• What the exercise asks: Report how many lines in the items contain the string "cabinet", counting only matches in the same case; give the number and nothing else.

[Records of labeled boxes]

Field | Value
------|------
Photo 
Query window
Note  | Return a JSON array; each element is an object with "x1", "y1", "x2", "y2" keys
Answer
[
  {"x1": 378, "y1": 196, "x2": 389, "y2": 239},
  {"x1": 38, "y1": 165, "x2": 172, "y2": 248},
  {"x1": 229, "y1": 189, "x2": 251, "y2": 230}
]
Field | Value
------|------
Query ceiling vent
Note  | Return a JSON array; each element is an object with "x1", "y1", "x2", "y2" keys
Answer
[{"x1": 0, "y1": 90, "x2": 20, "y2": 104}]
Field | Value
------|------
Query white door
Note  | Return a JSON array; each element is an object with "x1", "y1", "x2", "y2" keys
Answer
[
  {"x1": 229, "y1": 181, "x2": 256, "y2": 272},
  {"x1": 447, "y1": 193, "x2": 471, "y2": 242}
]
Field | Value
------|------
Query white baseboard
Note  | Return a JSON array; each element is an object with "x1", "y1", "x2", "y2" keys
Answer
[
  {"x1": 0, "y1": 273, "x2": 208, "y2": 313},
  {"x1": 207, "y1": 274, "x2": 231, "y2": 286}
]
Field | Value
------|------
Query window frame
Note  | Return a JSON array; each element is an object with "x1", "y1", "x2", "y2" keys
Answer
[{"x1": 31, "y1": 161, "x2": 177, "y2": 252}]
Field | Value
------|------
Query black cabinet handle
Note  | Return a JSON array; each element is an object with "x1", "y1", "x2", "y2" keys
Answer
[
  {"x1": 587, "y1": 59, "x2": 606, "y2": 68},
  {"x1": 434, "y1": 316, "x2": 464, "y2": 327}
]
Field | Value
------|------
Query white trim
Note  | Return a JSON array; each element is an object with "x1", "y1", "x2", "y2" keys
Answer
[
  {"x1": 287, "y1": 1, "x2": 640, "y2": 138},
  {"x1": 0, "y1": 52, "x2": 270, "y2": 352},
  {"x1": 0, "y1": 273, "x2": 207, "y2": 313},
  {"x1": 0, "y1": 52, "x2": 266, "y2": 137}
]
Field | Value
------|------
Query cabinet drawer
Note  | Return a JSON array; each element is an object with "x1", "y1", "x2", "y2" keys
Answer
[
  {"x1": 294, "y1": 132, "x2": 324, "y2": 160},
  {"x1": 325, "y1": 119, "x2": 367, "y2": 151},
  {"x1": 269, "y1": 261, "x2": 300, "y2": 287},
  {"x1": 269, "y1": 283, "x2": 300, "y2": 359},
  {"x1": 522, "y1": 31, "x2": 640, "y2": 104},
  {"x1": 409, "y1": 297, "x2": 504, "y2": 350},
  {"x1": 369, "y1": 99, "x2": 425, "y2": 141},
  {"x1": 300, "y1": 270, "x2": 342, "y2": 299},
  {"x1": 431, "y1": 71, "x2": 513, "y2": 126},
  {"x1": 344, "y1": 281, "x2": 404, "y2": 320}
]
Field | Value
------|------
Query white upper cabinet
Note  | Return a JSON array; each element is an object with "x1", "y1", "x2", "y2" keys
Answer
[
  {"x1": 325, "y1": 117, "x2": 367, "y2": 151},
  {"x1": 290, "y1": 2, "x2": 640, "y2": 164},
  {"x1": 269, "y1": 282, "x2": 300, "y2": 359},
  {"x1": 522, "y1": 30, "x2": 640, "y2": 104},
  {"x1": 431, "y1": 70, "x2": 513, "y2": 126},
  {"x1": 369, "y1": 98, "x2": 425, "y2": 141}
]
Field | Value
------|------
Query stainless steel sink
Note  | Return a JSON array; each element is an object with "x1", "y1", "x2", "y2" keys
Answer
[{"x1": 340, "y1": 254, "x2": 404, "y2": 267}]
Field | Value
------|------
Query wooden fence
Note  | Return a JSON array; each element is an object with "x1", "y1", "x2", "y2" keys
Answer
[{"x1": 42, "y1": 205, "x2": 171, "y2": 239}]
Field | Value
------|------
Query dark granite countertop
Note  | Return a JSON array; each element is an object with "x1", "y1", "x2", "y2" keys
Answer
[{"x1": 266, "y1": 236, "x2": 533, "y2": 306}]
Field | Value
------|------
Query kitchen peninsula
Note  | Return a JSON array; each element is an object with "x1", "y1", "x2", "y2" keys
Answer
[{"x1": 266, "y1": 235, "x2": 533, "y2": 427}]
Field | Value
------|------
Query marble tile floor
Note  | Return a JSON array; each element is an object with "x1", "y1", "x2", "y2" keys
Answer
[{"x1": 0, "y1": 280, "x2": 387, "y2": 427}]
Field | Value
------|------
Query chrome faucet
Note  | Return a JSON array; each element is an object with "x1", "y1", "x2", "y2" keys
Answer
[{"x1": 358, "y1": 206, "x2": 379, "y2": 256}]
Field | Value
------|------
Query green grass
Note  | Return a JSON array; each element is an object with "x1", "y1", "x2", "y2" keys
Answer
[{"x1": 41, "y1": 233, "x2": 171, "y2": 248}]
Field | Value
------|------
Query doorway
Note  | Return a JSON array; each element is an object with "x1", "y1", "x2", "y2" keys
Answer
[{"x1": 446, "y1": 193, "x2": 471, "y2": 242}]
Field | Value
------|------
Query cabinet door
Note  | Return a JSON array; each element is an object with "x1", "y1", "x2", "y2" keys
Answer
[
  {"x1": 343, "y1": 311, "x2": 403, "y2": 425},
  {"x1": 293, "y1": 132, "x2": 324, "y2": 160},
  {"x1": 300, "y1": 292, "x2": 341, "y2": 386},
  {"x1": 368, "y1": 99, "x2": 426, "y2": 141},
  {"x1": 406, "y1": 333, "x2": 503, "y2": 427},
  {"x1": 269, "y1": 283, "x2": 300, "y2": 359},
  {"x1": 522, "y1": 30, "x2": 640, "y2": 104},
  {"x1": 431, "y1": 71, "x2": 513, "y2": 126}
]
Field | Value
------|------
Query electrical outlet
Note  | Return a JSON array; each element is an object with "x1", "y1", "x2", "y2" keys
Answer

---

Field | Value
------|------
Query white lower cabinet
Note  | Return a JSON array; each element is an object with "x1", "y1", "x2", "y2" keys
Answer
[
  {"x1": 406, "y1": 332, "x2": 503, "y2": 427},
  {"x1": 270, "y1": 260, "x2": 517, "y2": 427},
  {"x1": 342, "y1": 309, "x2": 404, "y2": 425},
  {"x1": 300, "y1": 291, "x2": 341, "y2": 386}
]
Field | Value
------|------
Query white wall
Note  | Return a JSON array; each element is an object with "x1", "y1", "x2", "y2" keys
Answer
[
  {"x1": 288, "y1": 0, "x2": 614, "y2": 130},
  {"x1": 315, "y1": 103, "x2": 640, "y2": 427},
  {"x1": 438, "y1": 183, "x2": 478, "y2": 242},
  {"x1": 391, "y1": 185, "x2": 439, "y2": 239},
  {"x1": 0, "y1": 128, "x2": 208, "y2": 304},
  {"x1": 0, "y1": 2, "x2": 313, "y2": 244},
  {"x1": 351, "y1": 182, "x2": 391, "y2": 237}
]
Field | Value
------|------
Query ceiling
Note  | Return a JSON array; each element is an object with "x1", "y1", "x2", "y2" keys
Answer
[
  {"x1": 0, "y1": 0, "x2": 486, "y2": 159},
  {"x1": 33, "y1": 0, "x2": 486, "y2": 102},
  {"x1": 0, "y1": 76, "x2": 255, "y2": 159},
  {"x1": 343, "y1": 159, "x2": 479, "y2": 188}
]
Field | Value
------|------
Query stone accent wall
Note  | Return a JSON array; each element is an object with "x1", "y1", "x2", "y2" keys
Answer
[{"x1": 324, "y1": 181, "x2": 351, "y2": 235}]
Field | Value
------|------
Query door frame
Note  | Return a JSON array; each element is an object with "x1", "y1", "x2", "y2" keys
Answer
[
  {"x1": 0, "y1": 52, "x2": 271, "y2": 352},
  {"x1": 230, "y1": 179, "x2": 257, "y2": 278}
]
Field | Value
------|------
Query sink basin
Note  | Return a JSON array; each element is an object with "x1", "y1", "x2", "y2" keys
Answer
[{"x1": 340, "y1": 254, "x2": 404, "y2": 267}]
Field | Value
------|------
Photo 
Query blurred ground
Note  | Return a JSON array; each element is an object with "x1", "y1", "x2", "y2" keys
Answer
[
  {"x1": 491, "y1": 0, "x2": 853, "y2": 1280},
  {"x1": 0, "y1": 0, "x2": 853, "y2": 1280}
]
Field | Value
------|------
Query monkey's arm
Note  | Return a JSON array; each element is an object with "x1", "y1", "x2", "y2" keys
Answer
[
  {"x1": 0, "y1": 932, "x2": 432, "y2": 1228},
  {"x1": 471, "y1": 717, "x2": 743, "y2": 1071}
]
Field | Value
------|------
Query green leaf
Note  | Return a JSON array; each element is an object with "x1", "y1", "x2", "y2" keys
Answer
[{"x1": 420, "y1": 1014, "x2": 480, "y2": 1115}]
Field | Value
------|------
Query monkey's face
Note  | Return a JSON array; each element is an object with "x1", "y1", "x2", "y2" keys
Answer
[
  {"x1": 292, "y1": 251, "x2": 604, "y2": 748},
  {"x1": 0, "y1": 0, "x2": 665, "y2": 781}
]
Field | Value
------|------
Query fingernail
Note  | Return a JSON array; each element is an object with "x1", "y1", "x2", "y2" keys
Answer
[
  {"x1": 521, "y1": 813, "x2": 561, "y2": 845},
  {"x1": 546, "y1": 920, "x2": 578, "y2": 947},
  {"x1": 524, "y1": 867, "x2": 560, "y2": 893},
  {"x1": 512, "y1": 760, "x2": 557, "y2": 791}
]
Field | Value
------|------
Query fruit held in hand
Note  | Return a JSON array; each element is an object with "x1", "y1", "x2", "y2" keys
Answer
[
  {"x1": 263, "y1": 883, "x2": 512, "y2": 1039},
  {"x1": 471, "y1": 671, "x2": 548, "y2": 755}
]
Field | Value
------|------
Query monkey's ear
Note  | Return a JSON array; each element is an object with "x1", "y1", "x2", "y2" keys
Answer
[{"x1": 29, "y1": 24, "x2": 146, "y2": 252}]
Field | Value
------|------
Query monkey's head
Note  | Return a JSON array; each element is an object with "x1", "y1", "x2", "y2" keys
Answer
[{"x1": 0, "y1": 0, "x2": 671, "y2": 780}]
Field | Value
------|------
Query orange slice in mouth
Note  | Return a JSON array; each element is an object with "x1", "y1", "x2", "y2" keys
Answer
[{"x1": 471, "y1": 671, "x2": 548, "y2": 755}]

• Answer in full: 5